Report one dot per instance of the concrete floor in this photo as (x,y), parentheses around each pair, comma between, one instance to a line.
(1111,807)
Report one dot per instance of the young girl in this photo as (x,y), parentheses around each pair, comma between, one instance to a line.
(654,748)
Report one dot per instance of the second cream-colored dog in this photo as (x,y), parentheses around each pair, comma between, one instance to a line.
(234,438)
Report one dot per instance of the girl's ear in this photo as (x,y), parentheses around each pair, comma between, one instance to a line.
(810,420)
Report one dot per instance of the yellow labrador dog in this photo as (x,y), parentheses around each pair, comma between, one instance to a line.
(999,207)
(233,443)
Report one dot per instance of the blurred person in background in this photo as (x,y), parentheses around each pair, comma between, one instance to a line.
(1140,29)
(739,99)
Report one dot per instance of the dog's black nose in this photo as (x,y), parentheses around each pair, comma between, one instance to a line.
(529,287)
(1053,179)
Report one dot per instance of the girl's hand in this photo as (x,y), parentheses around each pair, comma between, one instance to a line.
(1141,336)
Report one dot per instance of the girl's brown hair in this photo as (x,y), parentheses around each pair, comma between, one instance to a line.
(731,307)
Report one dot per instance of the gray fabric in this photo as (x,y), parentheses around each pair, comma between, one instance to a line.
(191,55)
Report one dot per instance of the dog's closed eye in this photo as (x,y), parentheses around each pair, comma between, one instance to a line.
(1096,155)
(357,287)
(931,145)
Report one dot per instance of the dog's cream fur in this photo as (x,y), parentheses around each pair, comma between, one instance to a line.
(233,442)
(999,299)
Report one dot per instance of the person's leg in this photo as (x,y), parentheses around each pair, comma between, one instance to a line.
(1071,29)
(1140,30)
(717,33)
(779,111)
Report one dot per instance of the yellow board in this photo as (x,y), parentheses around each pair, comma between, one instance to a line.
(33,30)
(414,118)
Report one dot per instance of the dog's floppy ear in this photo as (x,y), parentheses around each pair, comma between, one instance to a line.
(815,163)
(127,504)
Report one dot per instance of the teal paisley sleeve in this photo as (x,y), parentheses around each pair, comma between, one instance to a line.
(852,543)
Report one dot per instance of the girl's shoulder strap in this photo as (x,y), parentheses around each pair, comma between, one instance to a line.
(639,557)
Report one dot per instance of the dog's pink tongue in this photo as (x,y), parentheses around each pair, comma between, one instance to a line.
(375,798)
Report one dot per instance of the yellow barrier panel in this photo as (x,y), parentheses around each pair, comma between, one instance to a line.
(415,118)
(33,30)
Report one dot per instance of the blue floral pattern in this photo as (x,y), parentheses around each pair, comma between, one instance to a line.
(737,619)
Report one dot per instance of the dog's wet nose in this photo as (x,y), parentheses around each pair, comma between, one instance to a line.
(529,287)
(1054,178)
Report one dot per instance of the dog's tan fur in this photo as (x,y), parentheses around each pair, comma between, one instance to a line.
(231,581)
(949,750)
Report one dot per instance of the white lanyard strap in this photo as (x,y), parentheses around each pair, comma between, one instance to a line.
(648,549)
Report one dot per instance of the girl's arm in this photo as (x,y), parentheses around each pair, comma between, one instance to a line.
--
What the exercise asks
Transcribe the records in full, keeping every character as it is.

Response to the task
Report one dot per instance of the concrete floor in this photo as (x,y), parentheses around each pair, comma between, one instance to a line.
(1111,807)
Report one dot per instance of the young girl in this photo as (x,y), parentheses around each pair, comma between, one instance to a line.
(654,748)
Report one dot per instance of the second cream-colored dog in this photo as (x,y), parentheses around each pair, comma between, one instance to a line.
(234,438)
Report one dot per instance of the girl's ear in this photo as (x,y), parentheses around each pair, comma between, one instance to a line.
(810,420)
Report one dot per instance of the yellow labrador dog in this photo as (x,y), parentheses around each pair, comma between, one instance to a line.
(999,207)
(233,443)
Report one dot per instance of the blurred person in background in this photo as (x,y), parentheses around each pair, comma between, one instance to a line.
(1140,29)
(739,99)
Report one dot per instance of the dog's black nose in this photo as (x,y), parentheses around each pair, comma between, one instance to a line.
(529,287)
(1053,179)
Report one dot per instance of the girl's hand in this photo as (x,y), parentheses around each pair, comma between, one instance to a line.
(1141,336)
Report one dot per instance of the girl's brown hair in this photo as (x,y), parentheses around each pair, comma between, one instance to a line.
(731,307)
Report one dot per instance of the gray fabric in this photo as (x,y), parentheses around each pair, comma between, one instance to a line.
(191,55)
Report one dot per instance of the dog's closed eye in this photo as (x,y), parentheses around each pair, comma between, one instance to a line.
(1096,155)
(357,287)
(931,145)
Report one dot per instance of the dog's cream fur in this photo as (x,y), parentheses around each pair, comma between, one instance to a line.
(233,442)
(999,299)
Report one dot per instance of the person's leg in this photo as (x,y), parentheses around each pair, comma between, one instance to a line.
(1071,29)
(1140,30)
(717,33)
(779,111)
Report one dot per instance of the yellow board in this photo as (x,y), parentheses around each pair, comma between, one instance to a line.
(33,30)
(414,118)
Report one dot per instance of the dog's floppy ear in this photo as (x,y), parentheses around each pair, comma between, one instance to a line.
(815,163)
(127,504)
Report one dot per instance of the teal paisley sleeve in this photo as (x,y), parentheses around each pair, comma between, one instance to a line.
(852,543)
Report one dot per instance of the girl's shoulder strap in this photo as (x,y), parentheses around each pair, comma between, one instance to a line.
(639,557)
Report one dot per instance of the dog's pink tongue in this photo as (x,y), parentheses around each pair, comma between, one instance to a line.
(375,798)
Report one dot per instance of the yellow barrier panel in this photo as (x,y), parentheses around each pair, comma between, one instance to a line.
(415,118)
(33,30)
Report one dot per instance of the blue floral pattern in this photo as (x,y), parentheses around each pair, comma between, one instance to a line.
(737,619)
Report one dot per instance of the dog's wet nose in this photo as (x,y), parentheses around each pair, comma between, one instance to a line.
(529,287)
(1054,178)
Report one dot per instance of the dog's tan fur in this photo as (x,y), parentheses around each pair, comma between, one instance to a line.
(231,581)
(949,750)
Report one dot per instance of the white lanyard strap in this photo as (x,y), parentheses around each pair, comma between, one instance to a line.
(648,549)
Report one dot per instance of the girl's arm in this photo as (x,y), parentheses around each pair, comma between, one instance to a line.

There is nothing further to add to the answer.